SOURCE DOCUMENT —
■ ■ ■

Posted by: genevieve.zahner19 | November 12, 2025

Consumed by Beauty: the White Woman’s Disease

As someone with a weird fascination with disease and illness, reading and discussing “Romance of a Shop” by Amy Levy was a perfect way in to talk about consumption, or as it is now known, tuberculosis. The character Phyllis dies of consumption, and it is an interesting choice by Levy to kill the most beautiful, seemingly perfect character. Not interesting as in unexpected, because as we discussed this is a common trope when there are four women, one must die. The March sisters or the Lorimer sisters, it doesn’t matter. The choice to kill Phyllis with consumption caught my attention because at this time in Victorian London, consumption was actually considered a gift. Women were seen as more beautiful if they had consumption because of how it paled their skin, flushed their cheeks, and thinned out their faces and bodies. In the chapters surrounding Phyllis’ death, she is surrounded by “pale” objects, like flowers (pale violets) and clothing (her white dress), both considered objects of beauty, drawing deeper connections between whiteness, consumption, and beauty. As it was considered a disease of white women, I would argue that consumption actually perpetuated themes of empire.

■ ■ ■

EXCERPTED DATA —

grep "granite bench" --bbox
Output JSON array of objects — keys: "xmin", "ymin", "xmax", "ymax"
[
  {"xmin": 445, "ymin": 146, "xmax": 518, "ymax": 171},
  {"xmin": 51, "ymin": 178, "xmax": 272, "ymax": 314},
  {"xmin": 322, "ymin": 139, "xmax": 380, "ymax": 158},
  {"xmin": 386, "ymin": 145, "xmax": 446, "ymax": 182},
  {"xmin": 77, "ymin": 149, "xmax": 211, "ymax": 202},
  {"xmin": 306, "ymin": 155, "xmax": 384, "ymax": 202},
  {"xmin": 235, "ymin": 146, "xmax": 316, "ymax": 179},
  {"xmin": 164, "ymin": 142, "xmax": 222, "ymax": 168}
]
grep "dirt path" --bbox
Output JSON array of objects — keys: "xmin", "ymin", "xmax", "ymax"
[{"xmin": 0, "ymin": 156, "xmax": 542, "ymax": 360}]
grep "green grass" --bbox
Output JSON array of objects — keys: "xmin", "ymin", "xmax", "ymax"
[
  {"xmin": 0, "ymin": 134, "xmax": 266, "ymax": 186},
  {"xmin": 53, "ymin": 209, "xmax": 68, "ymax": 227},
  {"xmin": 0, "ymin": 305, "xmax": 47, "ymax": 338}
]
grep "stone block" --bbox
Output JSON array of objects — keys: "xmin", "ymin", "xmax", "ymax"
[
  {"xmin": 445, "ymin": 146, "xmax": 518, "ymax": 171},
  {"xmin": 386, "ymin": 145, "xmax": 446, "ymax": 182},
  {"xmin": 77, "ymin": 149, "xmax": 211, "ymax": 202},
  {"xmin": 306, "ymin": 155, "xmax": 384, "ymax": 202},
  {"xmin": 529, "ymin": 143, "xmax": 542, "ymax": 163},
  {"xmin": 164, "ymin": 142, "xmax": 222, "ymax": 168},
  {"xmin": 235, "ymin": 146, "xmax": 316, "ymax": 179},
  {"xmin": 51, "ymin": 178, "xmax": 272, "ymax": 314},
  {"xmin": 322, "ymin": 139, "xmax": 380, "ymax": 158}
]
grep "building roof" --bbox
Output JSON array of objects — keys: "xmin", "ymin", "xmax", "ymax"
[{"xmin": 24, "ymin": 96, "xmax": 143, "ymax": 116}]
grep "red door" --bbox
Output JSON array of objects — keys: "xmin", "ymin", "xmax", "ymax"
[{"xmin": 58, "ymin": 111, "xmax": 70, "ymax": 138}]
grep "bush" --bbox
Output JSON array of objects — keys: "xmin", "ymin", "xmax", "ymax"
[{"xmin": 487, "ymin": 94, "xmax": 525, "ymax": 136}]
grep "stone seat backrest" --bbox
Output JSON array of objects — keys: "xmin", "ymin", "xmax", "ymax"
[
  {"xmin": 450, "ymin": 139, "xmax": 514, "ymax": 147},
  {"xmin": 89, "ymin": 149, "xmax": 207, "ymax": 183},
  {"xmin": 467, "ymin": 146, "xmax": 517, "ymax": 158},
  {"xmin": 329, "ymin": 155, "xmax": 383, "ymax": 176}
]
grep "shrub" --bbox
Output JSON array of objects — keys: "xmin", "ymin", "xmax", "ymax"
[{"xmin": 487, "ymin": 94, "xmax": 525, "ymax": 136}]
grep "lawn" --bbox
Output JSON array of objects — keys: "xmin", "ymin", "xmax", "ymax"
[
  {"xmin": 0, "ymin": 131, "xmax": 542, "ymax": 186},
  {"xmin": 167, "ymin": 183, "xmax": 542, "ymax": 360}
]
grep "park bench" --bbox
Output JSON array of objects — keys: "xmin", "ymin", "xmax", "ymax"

■ ■ ■

BRIEF —
According to the blog post about consumption, which two pale objects surround Phyllis in the chapters around her death?

TASK SOLUTION —
Pale violets and her white dress.